(Free-text object descriptions)
=-=-=

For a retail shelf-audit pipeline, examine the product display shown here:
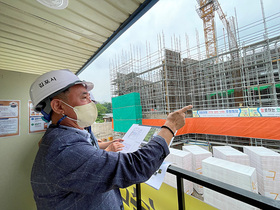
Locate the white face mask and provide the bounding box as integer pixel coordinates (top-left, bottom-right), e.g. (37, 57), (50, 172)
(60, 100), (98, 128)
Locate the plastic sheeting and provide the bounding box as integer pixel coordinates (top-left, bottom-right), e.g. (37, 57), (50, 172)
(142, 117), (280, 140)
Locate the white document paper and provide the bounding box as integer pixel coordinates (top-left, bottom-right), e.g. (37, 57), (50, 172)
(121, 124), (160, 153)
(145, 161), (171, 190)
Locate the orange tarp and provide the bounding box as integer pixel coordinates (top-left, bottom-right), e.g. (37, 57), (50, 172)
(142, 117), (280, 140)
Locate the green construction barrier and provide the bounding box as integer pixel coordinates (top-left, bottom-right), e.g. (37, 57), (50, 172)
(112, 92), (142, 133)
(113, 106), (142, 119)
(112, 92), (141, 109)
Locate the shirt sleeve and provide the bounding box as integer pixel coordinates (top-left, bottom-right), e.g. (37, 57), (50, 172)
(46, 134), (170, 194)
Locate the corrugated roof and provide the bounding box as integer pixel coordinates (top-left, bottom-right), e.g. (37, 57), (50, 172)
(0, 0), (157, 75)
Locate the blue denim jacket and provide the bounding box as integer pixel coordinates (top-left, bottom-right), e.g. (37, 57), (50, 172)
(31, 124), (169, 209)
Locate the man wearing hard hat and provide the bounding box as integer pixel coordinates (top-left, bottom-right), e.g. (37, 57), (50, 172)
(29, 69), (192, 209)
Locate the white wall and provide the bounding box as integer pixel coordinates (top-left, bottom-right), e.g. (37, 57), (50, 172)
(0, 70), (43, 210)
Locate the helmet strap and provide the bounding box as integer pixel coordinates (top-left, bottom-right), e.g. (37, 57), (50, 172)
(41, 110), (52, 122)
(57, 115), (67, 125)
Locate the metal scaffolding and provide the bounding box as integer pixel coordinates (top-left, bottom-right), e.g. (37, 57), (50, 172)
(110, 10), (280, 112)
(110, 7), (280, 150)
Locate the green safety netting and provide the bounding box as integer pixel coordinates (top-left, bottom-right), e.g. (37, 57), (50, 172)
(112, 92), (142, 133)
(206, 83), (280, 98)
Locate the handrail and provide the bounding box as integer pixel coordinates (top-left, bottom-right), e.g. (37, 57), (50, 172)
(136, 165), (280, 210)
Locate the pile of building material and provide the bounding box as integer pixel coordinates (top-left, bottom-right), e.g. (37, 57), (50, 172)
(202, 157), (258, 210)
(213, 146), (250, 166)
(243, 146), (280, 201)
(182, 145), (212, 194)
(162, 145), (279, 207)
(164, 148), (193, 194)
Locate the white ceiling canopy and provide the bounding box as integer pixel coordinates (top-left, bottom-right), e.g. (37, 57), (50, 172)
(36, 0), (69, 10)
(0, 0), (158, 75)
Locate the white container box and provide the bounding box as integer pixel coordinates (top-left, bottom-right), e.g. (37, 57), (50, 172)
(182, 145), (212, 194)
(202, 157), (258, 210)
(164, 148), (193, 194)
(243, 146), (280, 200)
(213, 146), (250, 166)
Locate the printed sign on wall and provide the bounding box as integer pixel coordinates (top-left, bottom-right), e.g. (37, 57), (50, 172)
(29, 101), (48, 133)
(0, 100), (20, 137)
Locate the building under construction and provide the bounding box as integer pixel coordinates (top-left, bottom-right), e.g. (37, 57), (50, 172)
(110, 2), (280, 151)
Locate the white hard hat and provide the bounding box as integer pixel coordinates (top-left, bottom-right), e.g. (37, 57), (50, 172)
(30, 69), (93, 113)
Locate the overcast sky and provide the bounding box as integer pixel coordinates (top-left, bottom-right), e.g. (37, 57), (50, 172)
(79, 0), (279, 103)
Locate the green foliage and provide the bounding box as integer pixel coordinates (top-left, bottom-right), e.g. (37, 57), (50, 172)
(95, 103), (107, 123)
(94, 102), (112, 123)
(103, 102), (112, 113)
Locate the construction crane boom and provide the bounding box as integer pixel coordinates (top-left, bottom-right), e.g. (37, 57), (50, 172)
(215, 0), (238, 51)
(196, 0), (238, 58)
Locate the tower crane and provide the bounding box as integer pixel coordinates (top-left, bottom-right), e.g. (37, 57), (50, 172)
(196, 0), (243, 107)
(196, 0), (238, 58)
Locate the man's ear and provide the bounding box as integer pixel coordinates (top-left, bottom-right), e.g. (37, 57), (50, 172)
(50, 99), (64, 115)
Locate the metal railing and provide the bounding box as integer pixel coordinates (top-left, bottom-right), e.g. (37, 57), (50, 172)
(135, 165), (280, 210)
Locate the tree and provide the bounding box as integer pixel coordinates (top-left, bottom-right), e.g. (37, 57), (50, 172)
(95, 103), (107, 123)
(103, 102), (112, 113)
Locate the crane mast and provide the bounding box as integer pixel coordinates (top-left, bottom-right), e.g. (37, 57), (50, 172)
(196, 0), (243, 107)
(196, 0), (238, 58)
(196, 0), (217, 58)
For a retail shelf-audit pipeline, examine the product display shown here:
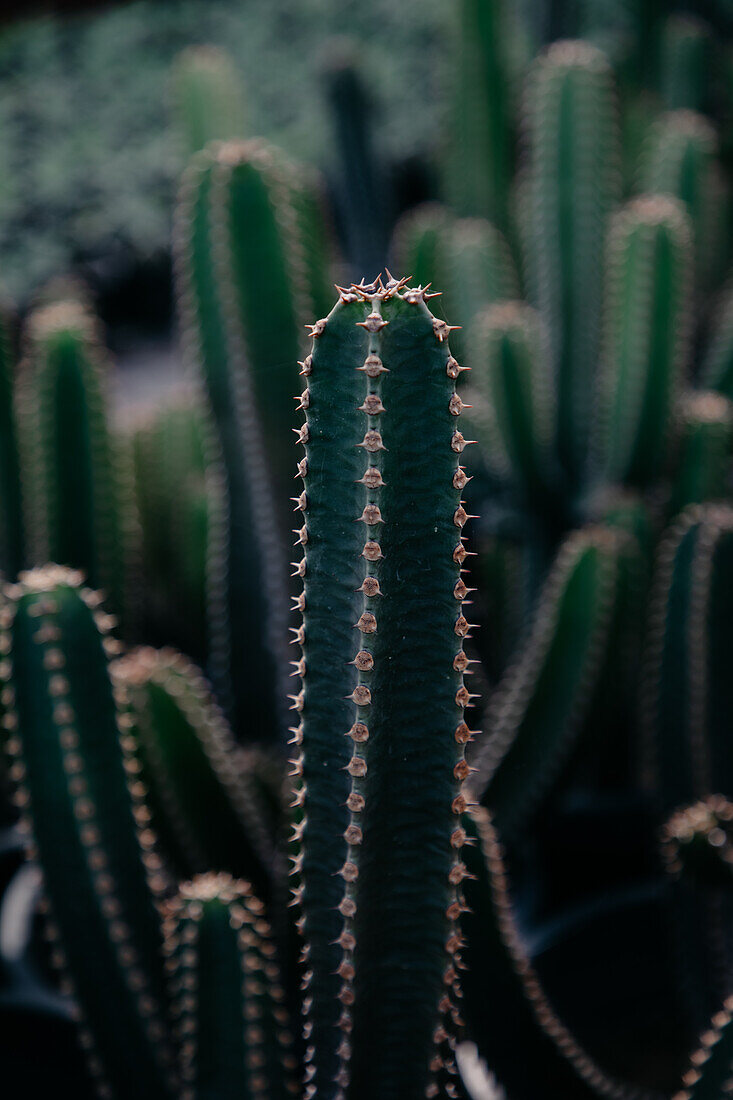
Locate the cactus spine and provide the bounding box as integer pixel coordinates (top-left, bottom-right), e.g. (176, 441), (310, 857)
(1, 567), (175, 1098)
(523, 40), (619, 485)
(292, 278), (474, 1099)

=-=-=

- _What you have to do_
Without any of the pictures, repeat the entries above word for word.

- _Output of the task_
For a retail shelf-audit pipeline, examine the product display shown here:
Locate the white face mask and provide the bounding box as integer pixel coordinates (top-left, bottom-right), e.g. (37, 57), (50, 172)
(60, 100), (98, 128)
Locate the plastic sheeting and provide the bounding box as integer pixel coordinates (top-left, bottom-right), e.g. (37, 57), (50, 172)
(142, 117), (280, 140)
Locate the white document paper and provide the bounding box as integer pixel coordinates (top-left, bottom-right), e.g. (37, 57), (50, 172)
(121, 124), (160, 153)
(145, 161), (171, 190)
Locate the orange tarp and provide the bounding box as integer pixel coordinates (top-left, bottom-right), e.g. (37, 57), (50, 172)
(142, 117), (280, 140)
Locate the green construction barrier and provide the bounding box as integer pixel coordinates (top-left, bottom-right), e.g. (37, 57), (50, 172)
(112, 92), (142, 133)
(113, 106), (142, 119)
(112, 92), (141, 109)
Locate the shirt sleeve and provide the bounding box as integer pixel coordinates (top-left, bottom-right), e.g. (37, 57), (50, 172)
(46, 134), (170, 194)
Locate the corrugated roof and provide the bounding box as integer pixel coordinates (top-left, bottom-right), e.g. (37, 57), (50, 172)
(0, 0), (157, 75)
Locate the blue denim jacket and provide the bounding box as integer pixel coordinates (top-left, bottom-right), e.g. (37, 57), (50, 172)
(31, 124), (169, 209)
Locate the man wearing hard hat and provide the bounding box as integer pixel coordinates (top-left, bottom-right), e.g. (37, 57), (50, 172)
(29, 69), (192, 209)
Locate the white wall and provide the bounding box as integer pixel coordinates (top-left, bottom-right), e.g. (37, 57), (50, 172)
(0, 70), (43, 210)
Locate the helmet strap and provide the bounding box as integer pixel coordinates (top-left, bottom-right), e.g. (37, 57), (50, 172)
(41, 110), (52, 122)
(57, 115), (67, 125)
Locate the metal scaffolding and provide the bounding box as integer pixel coordinates (top-left, bottom-right), e.g. (37, 57), (50, 172)
(110, 10), (280, 112)
(110, 7), (280, 150)
Locate the green safety netting and provide the bounding box as integer pixel coordinates (top-left, bottom-right), e.g. (37, 57), (50, 172)
(112, 92), (142, 133)
(206, 83), (280, 98)
Locate the handrail and provide the bounding box as integer pixel coordinates (top-left, bottom-right), e.g. (37, 57), (50, 172)
(136, 165), (280, 210)
Locate the pile of building material and provide the bounding box as integer pixel coordinates (top-left, bottom-right), e.g. (37, 57), (50, 172)
(202, 157), (258, 210)
(213, 146), (250, 166)
(243, 146), (280, 201)
(182, 145), (212, 194)
(162, 145), (279, 207)
(164, 148), (193, 194)
Locate the white ceiling canopy and provide the bounding box as integer pixel coordinates (top-left, bottom-right), e.g. (37, 57), (50, 172)
(36, 0), (69, 10)
(0, 0), (158, 75)
Locate the white container box and provide the bounding box as integer pixel coordinates (top-left, bottom-right), e.g. (37, 57), (50, 172)
(182, 145), (212, 194)
(202, 157), (258, 210)
(164, 148), (193, 194)
(243, 146), (280, 200)
(213, 146), (250, 166)
Locate the printed sign on wall and provide the bounding box as integer pixel coordinates (top-left, bottom-right), e.g. (37, 57), (50, 172)
(29, 101), (48, 133)
(0, 100), (20, 137)
Locate the building under construction and provide the bounding box as integer pixel coordinates (top-left, bottom-right), e.g. (37, 57), (50, 172)
(110, 2), (280, 151)
Locate the white hard hat and provide the bounding box as integer pixel coordinates (top-left, bottom-right), e.g. (37, 57), (50, 172)
(30, 69), (93, 113)
Locate the overcast sky and provide the bounding box as integer pixel coordinates (top-left, bottom-right), e.g. (37, 57), (50, 172)
(79, 0), (279, 103)
Locate the green foliage and provide the bounding box as integer pixel coordinates (top-left, bottom-right), e.g. (37, 57), (50, 172)
(95, 103), (107, 123)
(94, 102), (112, 123)
(103, 102), (112, 113)
Locate the construction crane boom and provide the bounding box as integer pixel coordinates (top-left, bottom-right), e.g. (37, 57), (50, 172)
(215, 0), (238, 51)
(196, 0), (238, 58)
Locate the tower crane and provide the bounding box as integer pixel coordinates (top-left, bottom-right), e.g. (37, 57), (50, 172)
(196, 0), (243, 107)
(196, 0), (238, 58)
Locate the man's ear and provide the bounding box as integer pixel coordinates (top-left, bottom-right), e.g. (37, 57), (50, 172)
(50, 99), (64, 115)
Locate the metal railing and provide the bounding box as integer pixel coordinates (top-left, bottom-right), e.g. (37, 57), (50, 172)
(135, 165), (280, 210)
Locate the tree and provide the bounding box as integer pixel coordinates (top-left, bottom-right), e.g. (37, 57), (50, 172)
(95, 103), (107, 123)
(103, 102), (112, 113)
Locate the crane mast and provide the bounding box as integer pixel coordinates (top-left, bottom-right), e.g. (37, 57), (50, 172)
(196, 0), (243, 107)
(196, 0), (238, 58)
(196, 0), (217, 58)
For a retail shelf-audit pipeline, examine the product display shown here:
Locate the cactus spine and provide the bounding box as integer pixel coordinates (top-left, bottom-right), e.g. (176, 441), (310, 857)
(1, 567), (175, 1098)
(523, 40), (619, 485)
(292, 278), (474, 1099)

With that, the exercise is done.